## [Stated task]
Retype the records below line for line, identical to how they appear, and leave the pictures out of your copy.
● ● ● ●
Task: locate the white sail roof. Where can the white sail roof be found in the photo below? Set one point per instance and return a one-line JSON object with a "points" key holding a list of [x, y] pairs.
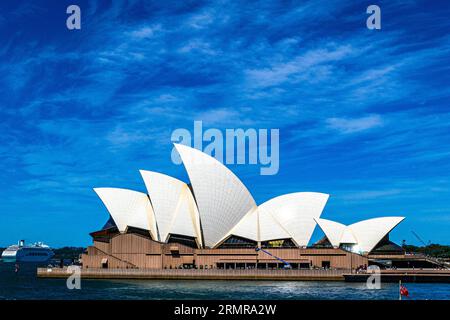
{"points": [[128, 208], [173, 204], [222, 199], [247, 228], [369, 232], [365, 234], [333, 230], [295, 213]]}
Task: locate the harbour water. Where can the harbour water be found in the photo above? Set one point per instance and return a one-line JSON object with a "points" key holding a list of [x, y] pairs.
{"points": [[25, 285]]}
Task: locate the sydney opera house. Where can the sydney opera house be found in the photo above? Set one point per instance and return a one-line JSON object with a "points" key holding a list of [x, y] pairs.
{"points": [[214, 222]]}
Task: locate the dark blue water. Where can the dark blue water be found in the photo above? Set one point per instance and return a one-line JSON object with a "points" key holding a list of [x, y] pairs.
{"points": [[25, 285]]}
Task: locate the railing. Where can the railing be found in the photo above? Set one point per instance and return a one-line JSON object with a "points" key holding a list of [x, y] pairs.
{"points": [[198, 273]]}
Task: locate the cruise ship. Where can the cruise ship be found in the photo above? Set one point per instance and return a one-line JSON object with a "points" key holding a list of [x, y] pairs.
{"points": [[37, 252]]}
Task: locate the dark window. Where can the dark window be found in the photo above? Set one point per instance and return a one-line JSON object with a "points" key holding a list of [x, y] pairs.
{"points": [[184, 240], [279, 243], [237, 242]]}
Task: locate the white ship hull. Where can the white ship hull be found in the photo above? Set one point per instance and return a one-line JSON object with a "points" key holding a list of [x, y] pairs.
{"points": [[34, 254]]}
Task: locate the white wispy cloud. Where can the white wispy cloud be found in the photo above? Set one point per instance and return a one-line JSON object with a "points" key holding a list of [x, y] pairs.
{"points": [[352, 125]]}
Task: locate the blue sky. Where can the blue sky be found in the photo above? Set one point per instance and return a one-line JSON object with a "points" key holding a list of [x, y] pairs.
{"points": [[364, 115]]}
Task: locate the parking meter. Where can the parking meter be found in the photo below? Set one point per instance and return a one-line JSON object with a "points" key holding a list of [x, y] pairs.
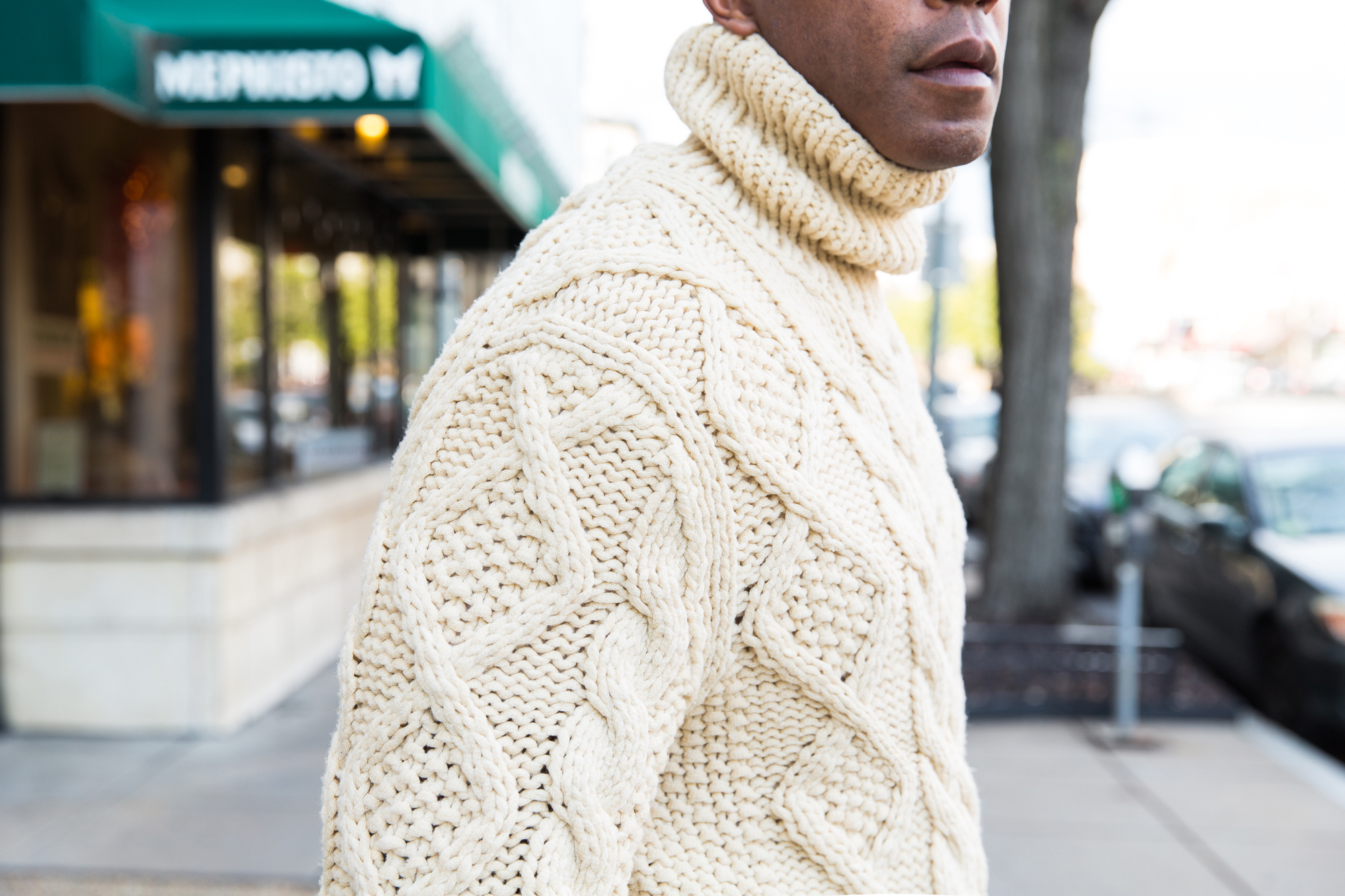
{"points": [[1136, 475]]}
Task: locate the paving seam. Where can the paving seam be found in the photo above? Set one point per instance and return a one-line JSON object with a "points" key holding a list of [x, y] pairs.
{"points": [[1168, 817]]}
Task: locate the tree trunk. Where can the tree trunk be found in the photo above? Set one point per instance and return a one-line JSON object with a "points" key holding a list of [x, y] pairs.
● ● ● ●
## [Finished task]
Task: locate the white sail roof. Where can the white sail roof be found in the photo below? Set one point per instance and return a one-line JSON object with a "points" key holding a list of [x, y] pairs.
{"points": [[128, 208], [173, 204], [222, 199], [247, 228], [369, 232], [365, 234], [333, 230], [295, 213]]}
Task: locate the harbour water. Where can the harbour water be found in the photo above? Set one point per instance and return a one-line JSON object with a "points" key holding a list of [x, y] pairs.
{"points": [[25, 285]]}
Task: locate the sydney opera house. Where can the sydney opera house be found in the photo above? Set one point per instance and return a one-line JSON object with a "points" key holding a list of [x, y] pairs.
{"points": [[214, 222]]}
Task: locate the dark blue water. Where can the dark blue water be found in the photo above? Set one point per instance and return a one-line JSON object with a "points" key holding a list of [x, y] pairs.
{"points": [[25, 285]]}
Task: locate the railing. Where can the railing be found in the photo above? Set one point per instance and return a one-line JSON object with a "points" key holding a list of [x, y] pairs.
{"points": [[198, 273]]}
Task: locate the cruise ship. Where can the cruise ship be found in the photo above? Set one point per instance and return a one-line JSON object with a "points" key holding a list of [x, y] pairs.
{"points": [[37, 252]]}
Task: locate the dark window. Where can the dark window be found in the photo above? Set one point per instance and return a one-line JSON object with a "points" key holding a list of [x, y] pairs.
{"points": [[184, 240], [279, 243], [237, 242]]}
Task: locate the white ship hull. Where can the white ship hull be found in the photo above? Set one point per instance and return a one-line JSON object with a "points" key holding a list of [x, y] pairs.
{"points": [[34, 254]]}
Task: locate the white wispy cloud. Where can the white wispy cloud be found in the photo above? Set one point per instance and return a one-line JSON object with a "points" key holding a list of [x, y] pairs.
{"points": [[352, 125]]}
Task: locate the blue sky. Where can the blue sky be found in the photo above? Set one point per instance and return a one-line JSON object with a "points" key holding a list of [x, y] pairs.
{"points": [[364, 115]]}
Task: locate the parking meter. Where can the parking meter be found in the photo below? Set one point per instance and return a one-line JSON object with a "points" key holding a list of [x, y] pairs.
{"points": [[1136, 475]]}
Task: locate the paving seam. Where can the paving seam be found in the photo above? Set one point per instance and return a one-line JSON object with a "points" key holding a list of [x, y] pairs.
{"points": [[1168, 817]]}
Task: locate the tree trunk. Where can the tree trunk be found in the photo above? Set one point per instance and return a one-line JSON object with a "points" key holding a list of [x, y] pairs.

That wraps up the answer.